Selected excerpt =>

Banana (Musa spp) constitutes a rich energy source with carbohydrate accounting for 22–32% of the fruit weight. It is rich in vitamins A, B6, and C as well as minerals particularly potassium, magnesium, phosphorus, and folate (Chandler 1995; Honfo et al. 2007a,b). Banana is a major staple crop for millions in developing countries. Meanwhile, a lot of postharvest losses result from the large quantities of this crop produced annually. It is therefore imperative to introduce diversification to its use thereby reducing this wastage. Preparation of banana flour from unripe flour has been reported by some researchers (Rodriguez‐Ambriz et al. 2008). Acceptable bread from wheat–plantain composite flour using up to 80:20 w/w ratios of wheat: mature green plantain flour has been reported (Mepba et al. 2007). The aim of this study is to produce and evaluate the quality of bread prepared from blends of wheat and banana flour.

Materials and Methods

Materials

Hard wheat flour, bakers’ yeast, granulated sugar, table salt, baking fat, and vegetable fat were purchased from Ojuwoye market, Mushin, Lagos. The unripe banana bunch was purchased from the fruit market, Ketu. Production of bread was carried out in the laboratory of the department of Food Technology, Yaba College of Technology, Yaba, Lagos, Nigeria.

Sample preparation

The banana slurry was produced by the modified method of Oloyede et al. (2013). A bunch of unripe banana whose peel is green and whose pulp is not soft was washed, peeled, and cut into round slices of 10 mm thickness. The slices obtained were steam blanched for 10 min, dried at 60°C for 24 h, milled, sieved, and mixed with water (10 g flour/3 mL water) before fermentation for 24 h. The fermented slurry was now mixed with wheat flour in ratio 90:10, 80:20, and 70:30 and other ingredients such as fat, yeast, and salt to make bread (Fig. 1).

Data shown =>
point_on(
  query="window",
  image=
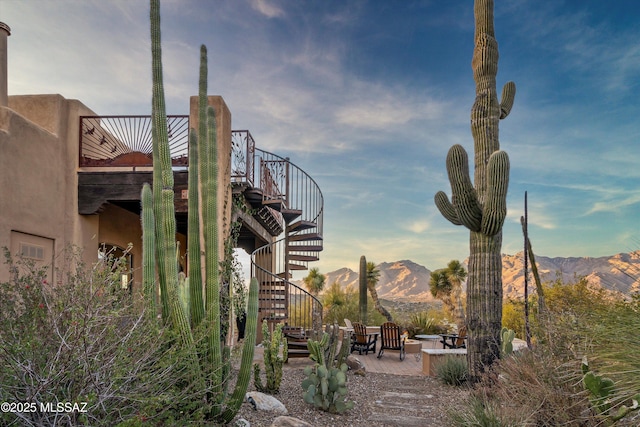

What the exercise asks => In the excerpt on banana and wheat bread, at what temperature and for how long were the blanched banana slices dried?

Full response => At 60°C for 24 hours.